(Object location annotation data)
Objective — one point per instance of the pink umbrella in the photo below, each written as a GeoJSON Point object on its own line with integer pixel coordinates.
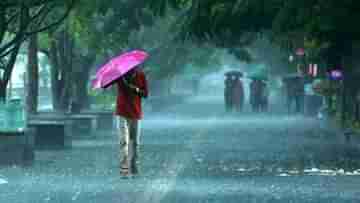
{"type": "Point", "coordinates": [118, 67]}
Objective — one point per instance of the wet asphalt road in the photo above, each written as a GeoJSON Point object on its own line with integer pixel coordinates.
{"type": "Point", "coordinates": [196, 153]}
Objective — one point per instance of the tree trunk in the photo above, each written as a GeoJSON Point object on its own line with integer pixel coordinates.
{"type": "Point", "coordinates": [32, 73]}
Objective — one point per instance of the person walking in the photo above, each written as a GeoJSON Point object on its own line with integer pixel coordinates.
{"type": "Point", "coordinates": [228, 93]}
{"type": "Point", "coordinates": [131, 88]}
{"type": "Point", "coordinates": [238, 94]}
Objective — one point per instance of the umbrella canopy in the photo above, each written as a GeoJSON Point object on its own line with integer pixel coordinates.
{"type": "Point", "coordinates": [234, 73]}
{"type": "Point", "coordinates": [118, 67]}
{"type": "Point", "coordinates": [258, 76]}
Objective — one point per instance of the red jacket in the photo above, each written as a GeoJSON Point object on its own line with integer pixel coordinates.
{"type": "Point", "coordinates": [128, 103]}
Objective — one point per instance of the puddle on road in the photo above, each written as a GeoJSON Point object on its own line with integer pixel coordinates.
{"type": "Point", "coordinates": [173, 121]}
{"type": "Point", "coordinates": [306, 172]}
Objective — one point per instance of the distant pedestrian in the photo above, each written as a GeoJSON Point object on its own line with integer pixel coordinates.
{"type": "Point", "coordinates": [131, 89]}
{"type": "Point", "coordinates": [237, 94]}
{"type": "Point", "coordinates": [228, 93]}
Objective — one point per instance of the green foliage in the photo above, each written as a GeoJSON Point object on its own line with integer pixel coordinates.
{"type": "Point", "coordinates": [103, 99]}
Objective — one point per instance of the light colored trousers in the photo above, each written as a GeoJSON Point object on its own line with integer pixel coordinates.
{"type": "Point", "coordinates": [129, 137]}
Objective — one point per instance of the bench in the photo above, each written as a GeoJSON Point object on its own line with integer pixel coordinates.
{"type": "Point", "coordinates": [51, 134]}
{"type": "Point", "coordinates": [16, 147]}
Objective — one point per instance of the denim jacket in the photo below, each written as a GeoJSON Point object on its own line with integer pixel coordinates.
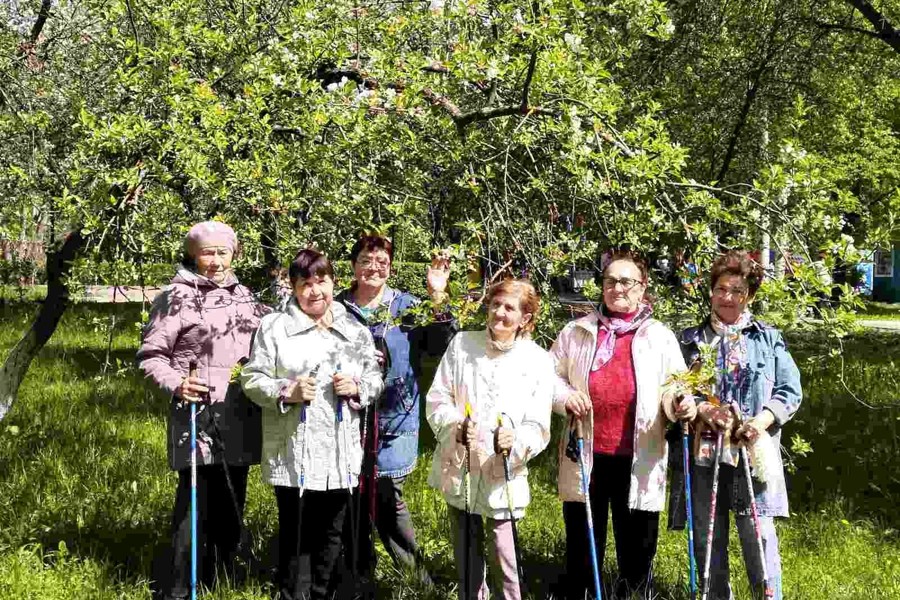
{"type": "Point", "coordinates": [398, 407]}
{"type": "Point", "coordinates": [772, 381]}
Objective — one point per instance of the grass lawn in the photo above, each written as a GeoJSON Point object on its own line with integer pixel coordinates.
{"type": "Point", "coordinates": [880, 311]}
{"type": "Point", "coordinates": [85, 493]}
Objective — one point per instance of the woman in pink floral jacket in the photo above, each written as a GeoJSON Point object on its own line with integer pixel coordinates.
{"type": "Point", "coordinates": [205, 317]}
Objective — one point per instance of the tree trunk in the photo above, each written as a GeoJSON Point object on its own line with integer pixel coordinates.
{"type": "Point", "coordinates": [16, 366]}
{"type": "Point", "coordinates": [884, 29]}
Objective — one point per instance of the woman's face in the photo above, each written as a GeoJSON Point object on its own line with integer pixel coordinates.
{"type": "Point", "coordinates": [314, 295]}
{"type": "Point", "coordinates": [623, 286]}
{"type": "Point", "coordinates": [505, 316]}
{"type": "Point", "coordinates": [372, 268]}
{"type": "Point", "coordinates": [214, 262]}
{"type": "Point", "coordinates": [730, 297]}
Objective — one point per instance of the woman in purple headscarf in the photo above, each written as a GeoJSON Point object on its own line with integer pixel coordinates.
{"type": "Point", "coordinates": [206, 319]}
{"type": "Point", "coordinates": [612, 366]}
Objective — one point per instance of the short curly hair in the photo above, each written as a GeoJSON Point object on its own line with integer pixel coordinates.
{"type": "Point", "coordinates": [737, 262]}
{"type": "Point", "coordinates": [524, 290]}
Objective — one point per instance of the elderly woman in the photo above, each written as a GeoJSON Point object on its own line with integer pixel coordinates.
{"type": "Point", "coordinates": [612, 366]}
{"type": "Point", "coordinates": [312, 369]}
{"type": "Point", "coordinates": [393, 429]}
{"type": "Point", "coordinates": [499, 376]}
{"type": "Point", "coordinates": [758, 385]}
{"type": "Point", "coordinates": [205, 317]}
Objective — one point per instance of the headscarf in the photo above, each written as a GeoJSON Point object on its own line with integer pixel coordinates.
{"type": "Point", "coordinates": [209, 233]}
{"type": "Point", "coordinates": [610, 327]}
{"type": "Point", "coordinates": [733, 355]}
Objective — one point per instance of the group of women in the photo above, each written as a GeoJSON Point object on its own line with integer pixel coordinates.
{"type": "Point", "coordinates": [326, 389]}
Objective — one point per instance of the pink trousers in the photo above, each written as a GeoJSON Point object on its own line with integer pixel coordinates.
{"type": "Point", "coordinates": [501, 556]}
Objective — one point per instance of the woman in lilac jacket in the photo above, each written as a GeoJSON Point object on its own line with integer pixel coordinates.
{"type": "Point", "coordinates": [207, 318]}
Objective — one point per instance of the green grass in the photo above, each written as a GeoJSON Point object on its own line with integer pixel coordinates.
{"type": "Point", "coordinates": [85, 493]}
{"type": "Point", "coordinates": [880, 311]}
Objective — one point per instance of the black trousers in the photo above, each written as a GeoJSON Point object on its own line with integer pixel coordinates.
{"type": "Point", "coordinates": [218, 525]}
{"type": "Point", "coordinates": [308, 528]}
{"type": "Point", "coordinates": [636, 532]}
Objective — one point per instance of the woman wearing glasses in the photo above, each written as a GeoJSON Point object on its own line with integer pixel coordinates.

DIRECTIONS: The pictures should not appear in the copy; every other part of the records above must be returned exactly.

ANSWER FOR THIS EXERCISE:
Objective — one point per instance of the pink umbrella in the photo below, each written as a GeoJSON Point object on its own line with integer pixel coordinates.
{"type": "Point", "coordinates": [118, 67]}
Objective — one point per instance of the wet asphalt road in the photo above, each written as a GeoJSON Point object on its own line with integer pixel coordinates.
{"type": "Point", "coordinates": [196, 153]}
Objective — one point per instance of the tree trunk in the photo above, each written as a GeoJSON Point object on its own line with integer pixel coordinates.
{"type": "Point", "coordinates": [32, 73]}
Objective — one point per instance of the person walking in the photo above, each written as a GeoJSON Point object on its own line with integer pixel coordinates.
{"type": "Point", "coordinates": [228, 93]}
{"type": "Point", "coordinates": [131, 88]}
{"type": "Point", "coordinates": [238, 94]}
Objective — one point per instance of the umbrella canopy in the photo above, each written as a GeoJSON Point object on its own line with integer pixel coordinates.
{"type": "Point", "coordinates": [234, 73]}
{"type": "Point", "coordinates": [118, 67]}
{"type": "Point", "coordinates": [258, 76]}
Objective — one point per instance of the red jacket in the photo above, each written as a GeoJSON Point object on its own line with integer pixel coordinates.
{"type": "Point", "coordinates": [128, 103]}
Objective — one point per instance of the puddle on road in the photo above, each written as a GeoJSON Point object on its own line with integer pixel coordinates.
{"type": "Point", "coordinates": [173, 121]}
{"type": "Point", "coordinates": [306, 172]}
Objective — one point per instance of the distant pedestrian in the photo above, each written as a GeoJSON Point object on its own line with integer pixel coordinates.
{"type": "Point", "coordinates": [131, 89]}
{"type": "Point", "coordinates": [237, 94]}
{"type": "Point", "coordinates": [228, 93]}
Objective — one point per instance of the green foliage in the photo above, each written as a GeoJSON Point object on its own line with integer pixel coordinates.
{"type": "Point", "coordinates": [103, 99]}
Objective — one point per instance of the light colored trousers in the photo above, each written as a GeoJSON Point object on its own line with integer pixel coordinates.
{"type": "Point", "coordinates": [129, 137]}
Objective — one point per instance of the bench in the photo above, each written as a GeoJSON Point object on its own line with integer pixel coordinates.
{"type": "Point", "coordinates": [51, 134]}
{"type": "Point", "coordinates": [16, 147]}
Objective — one point per instance of the denim jacket in the photo below, each written as a GeoJSON Point object on its own line with integer pixel coordinates.
{"type": "Point", "coordinates": [398, 407]}
{"type": "Point", "coordinates": [772, 381]}
Objective — one point per instance of the grass lawn in the photo above, each written as a GeoJSON Point object on its own line with integer pixel coordinates.
{"type": "Point", "coordinates": [880, 311]}
{"type": "Point", "coordinates": [85, 493]}
Objective — one point per instance of the woman in pink floral jacket in the photo above, each written as a GeoJSON Point object on its own line with integer pixel coordinates.
{"type": "Point", "coordinates": [205, 317]}
Objective — one point per instance of the tree trunk in the photo above, each written as a GeoJSON Point object on its own line with integer pixel coordinates.
{"type": "Point", "coordinates": [16, 366]}
{"type": "Point", "coordinates": [884, 29]}
Objective — one point per instance of the woman's face in the photo above, each written as a GeoJSON Point object on its own line with integer pixel coordinates.
{"type": "Point", "coordinates": [314, 295]}
{"type": "Point", "coordinates": [623, 286]}
{"type": "Point", "coordinates": [505, 316]}
{"type": "Point", "coordinates": [372, 268]}
{"type": "Point", "coordinates": [214, 262]}
{"type": "Point", "coordinates": [730, 297]}
Objective — one point per instance of the woman in purple headscarf in the photo above, each written as a GeoJSON Point object on its own line with integer pixel coordinates.
{"type": "Point", "coordinates": [206, 319]}
{"type": "Point", "coordinates": [612, 366]}
Objective — one point per instance of the short curly hair in the photo above, each written as a GeoJSON Point object on its own line with integer pixel coordinates.
{"type": "Point", "coordinates": [737, 262]}
{"type": "Point", "coordinates": [524, 290]}
Objective — one point per instance of the elderly woman in the photo above, each written as a GeoJSON Point object on its own line with integer pixel coordinates.
{"type": "Point", "coordinates": [612, 366]}
{"type": "Point", "coordinates": [312, 369]}
{"type": "Point", "coordinates": [393, 429]}
{"type": "Point", "coordinates": [499, 376]}
{"type": "Point", "coordinates": [758, 385]}
{"type": "Point", "coordinates": [205, 317]}
Objective — one point per instance of the headscarf in the photo above, each written as a GeoJSON Point object on its own line with integer pixel coordinates.
{"type": "Point", "coordinates": [209, 233]}
{"type": "Point", "coordinates": [610, 327]}
{"type": "Point", "coordinates": [733, 355]}
Objective — one point per instance of the group of women in the photo above, each written as a GeoJSON Point object on its own line with integer pixel coordinates.
{"type": "Point", "coordinates": [326, 389]}
Objective — one point per instance of the pink trousers in the photo above, each written as a GeoJSON Point object on its own line with integer pixel coordinates.
{"type": "Point", "coordinates": [501, 556]}
Objective — one point per instance of the woman in lilac jacket in the photo above, each written as a GeoJSON Point object on its own line with integer pixel coordinates.
{"type": "Point", "coordinates": [207, 318]}
Objective — one point per instance of the green grass in the photo above, each written as a GeoJSON Point object on its own line with integer pixel coordinates.
{"type": "Point", "coordinates": [85, 493]}
{"type": "Point", "coordinates": [880, 311]}
Objective — one point per instance of the black trousers in the photo above, each written as a GeoJSON Point object on its own line with integer pixel coordinates.
{"type": "Point", "coordinates": [218, 525]}
{"type": "Point", "coordinates": [308, 528]}
{"type": "Point", "coordinates": [636, 532]}
Objective — one point per instance of the woman wearing glasses in the photo above, each written as a GeoJSON Point object on its own line with integer pixel coordinates.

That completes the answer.